## [PASSAGE PROVIDED]
---
Amendment in Regulation 6 of the Takeover Code
Regulation 6 deals with voluntary open offers. The Takeover Code makes a provision for making a voluntary offer in case of acquirers who hold less than or upto 25% of voting power in a company. The decision to make the voluntary offer is not based on a trigger percentage; it can be made on the decision of the acquirer. However, once a voluntary offer is made, a further acquisition of 10% is required to be made. There are separate set of conditions to a voluntary open offer, such as the holding cannot exceed the maximum permissible public shareholding. The other important condition is that when an acquirer has acquired any shares in the previous 52 weeks and without making a voluntary open offer, he is not eligible to make a voluntary open offer.
The second relaxation is on this point, that even if an acquirer has acquired shares in the previous 52 weeks, he is not stopped from making a voluntary open offer, in view of the acquisition made.
Indirect acquisitions: Escrow account requirements
Where public announcement of open offer has been made, certain amounts have to be deposited in an escrow account, as a security for performance of payment obligations. For this escrow account, cash, bank guarantee and frequently traded securities could be deposited to fulfil the amount of consideration.
Through the third amendment, for indirect acquisitions, the full amount of consideration has to be deposited in the escrow account. Further, securities cannot be deposited as part of the escrow account. The Indian stock market has substantially declined by nearly 32% since January 2020 on account of the pandemic. Therefore, due to this volatility the prices of securities cannot be relied upon, justifying the step taken by the regulator.
Penal interest in case of inability to pay
Where the acquirers are unable to make payment to shareholders who have accepted the open offer, they have to pay interest at the rate of 10% to the shareholders. However, if such delay is without any default on acquirers’ part, SEBI shall have the power to waive such interest.
Acquisition of shares through bulk deal or block deals
Regulation 22 of the Takeover Code states that an acquirer who has made an open offer is to complete the acquisition of control over the target company only by way of purchase through the shareholders and not by subscribing to shares or purchase of shares which will entail open offer triggers, till the expiry of the offer period. An acquirer is further permitted to acquire shares through block deals or bulk deals, which was not permitted under Regulation 22 earlier.
---
## [Records from a data collection]

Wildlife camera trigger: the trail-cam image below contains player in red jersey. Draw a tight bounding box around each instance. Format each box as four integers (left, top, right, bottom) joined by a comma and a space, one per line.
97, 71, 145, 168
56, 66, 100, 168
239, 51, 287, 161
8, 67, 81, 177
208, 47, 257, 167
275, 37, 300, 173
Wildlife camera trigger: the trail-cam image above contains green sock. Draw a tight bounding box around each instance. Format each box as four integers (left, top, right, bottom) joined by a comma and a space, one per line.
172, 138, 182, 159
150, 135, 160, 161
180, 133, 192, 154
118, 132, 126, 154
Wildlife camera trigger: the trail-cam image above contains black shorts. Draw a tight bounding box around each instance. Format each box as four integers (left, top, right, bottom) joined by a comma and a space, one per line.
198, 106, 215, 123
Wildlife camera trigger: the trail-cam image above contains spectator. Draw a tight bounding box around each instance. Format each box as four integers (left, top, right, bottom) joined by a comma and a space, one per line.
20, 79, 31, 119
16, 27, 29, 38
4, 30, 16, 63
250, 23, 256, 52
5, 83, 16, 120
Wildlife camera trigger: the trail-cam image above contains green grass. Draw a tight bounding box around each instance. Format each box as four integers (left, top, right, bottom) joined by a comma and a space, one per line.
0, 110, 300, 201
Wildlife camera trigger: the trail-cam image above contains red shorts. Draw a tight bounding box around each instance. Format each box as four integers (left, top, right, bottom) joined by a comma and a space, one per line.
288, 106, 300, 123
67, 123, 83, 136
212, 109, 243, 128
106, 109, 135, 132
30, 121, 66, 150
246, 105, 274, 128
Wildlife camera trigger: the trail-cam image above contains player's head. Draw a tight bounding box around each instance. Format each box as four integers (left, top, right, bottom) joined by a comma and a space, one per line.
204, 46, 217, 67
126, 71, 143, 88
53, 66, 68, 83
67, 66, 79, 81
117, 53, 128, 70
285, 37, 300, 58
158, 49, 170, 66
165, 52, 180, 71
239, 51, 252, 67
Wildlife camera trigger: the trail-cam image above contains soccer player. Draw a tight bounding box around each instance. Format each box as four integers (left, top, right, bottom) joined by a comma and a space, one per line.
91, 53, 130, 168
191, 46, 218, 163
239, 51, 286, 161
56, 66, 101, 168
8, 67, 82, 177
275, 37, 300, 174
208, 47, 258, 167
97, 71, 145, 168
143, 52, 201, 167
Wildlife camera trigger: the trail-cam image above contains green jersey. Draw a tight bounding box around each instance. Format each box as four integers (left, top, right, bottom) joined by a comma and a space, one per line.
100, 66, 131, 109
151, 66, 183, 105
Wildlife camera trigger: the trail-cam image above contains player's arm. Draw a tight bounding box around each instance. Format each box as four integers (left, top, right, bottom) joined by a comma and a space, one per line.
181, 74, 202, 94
---
## [WHAT IS BEING ASKED]
Copy word for word the part of the Takeover Code text that begins at the words "Through the third" and stops after "waive such interest.". None of these lines are needed for the work on the text.

## [RESULT OF THE EXERCISE]
Through the third amendment, for indirect acquisitions, the full amount of consideration has to be deposited in the escrow account. Further, securities cannot be deposited as part of the escrow account. The Indian stock market has substantially declined by nearly 32% since January 2020 on account of the pandemic. Therefore, due to this volatility the prices of securities cannot be relied upon, justifying the step taken by the regulator.
Penal interest in case of inability to pay
Where the acquirers are unable to make payment to shareholders who have accepted the open offer, they have to pay interest at the rate of 10% to the shareholders. However, if such delay is without any default on acquirers’ part, SEBI shall have the power to waive such interest.